Work to do: How many lines in the entries below contain the word "evergreen"? Reply with the number only.

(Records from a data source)
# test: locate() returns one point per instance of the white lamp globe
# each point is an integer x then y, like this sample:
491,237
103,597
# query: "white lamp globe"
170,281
...
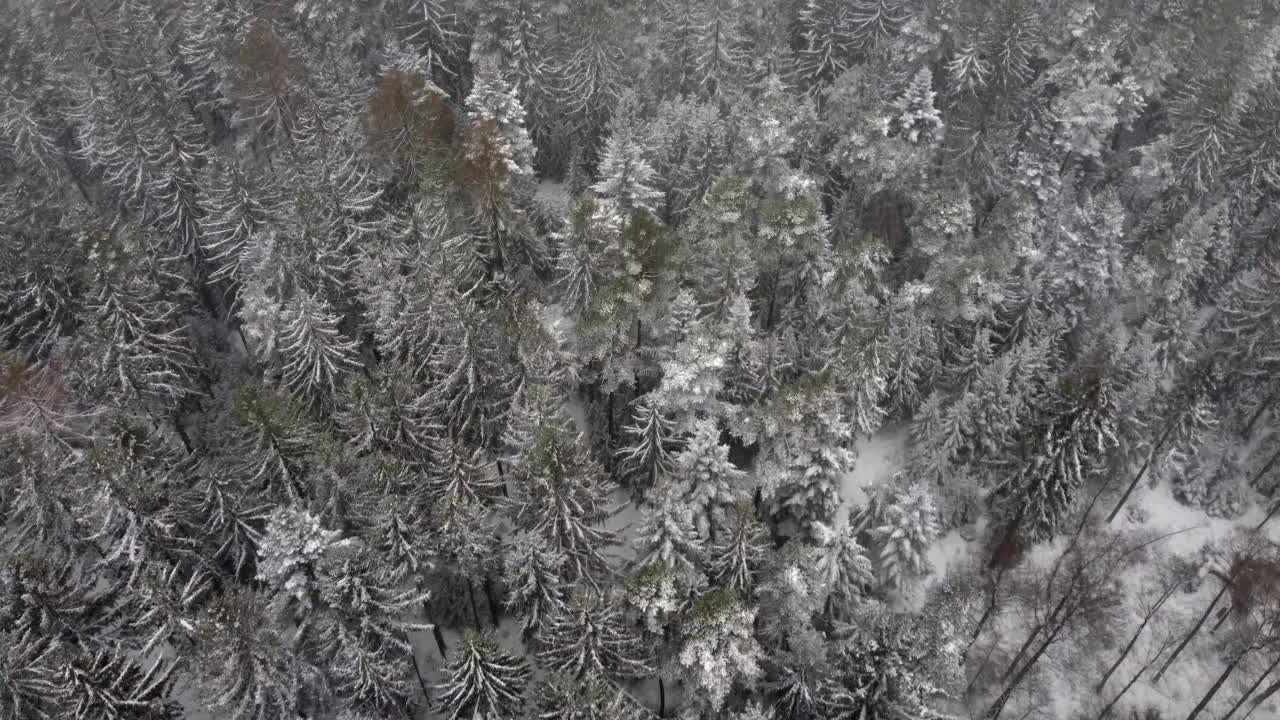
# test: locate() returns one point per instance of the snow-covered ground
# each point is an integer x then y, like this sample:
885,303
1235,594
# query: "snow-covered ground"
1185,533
---
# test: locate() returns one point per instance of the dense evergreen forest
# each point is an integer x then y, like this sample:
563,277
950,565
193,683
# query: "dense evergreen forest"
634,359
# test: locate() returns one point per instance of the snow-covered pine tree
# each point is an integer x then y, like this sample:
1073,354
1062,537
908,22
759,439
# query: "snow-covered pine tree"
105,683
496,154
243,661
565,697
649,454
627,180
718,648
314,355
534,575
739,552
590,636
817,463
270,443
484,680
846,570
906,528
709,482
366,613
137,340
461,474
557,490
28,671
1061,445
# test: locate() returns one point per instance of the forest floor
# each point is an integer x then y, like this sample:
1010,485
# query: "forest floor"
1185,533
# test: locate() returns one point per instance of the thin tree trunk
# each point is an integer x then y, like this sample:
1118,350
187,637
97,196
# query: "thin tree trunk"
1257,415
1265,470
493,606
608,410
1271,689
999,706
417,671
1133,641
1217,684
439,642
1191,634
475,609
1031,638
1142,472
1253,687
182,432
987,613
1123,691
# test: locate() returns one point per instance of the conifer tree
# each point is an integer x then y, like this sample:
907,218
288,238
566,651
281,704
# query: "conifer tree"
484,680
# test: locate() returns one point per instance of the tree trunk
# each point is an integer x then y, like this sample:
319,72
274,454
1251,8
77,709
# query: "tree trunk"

Full solution: 2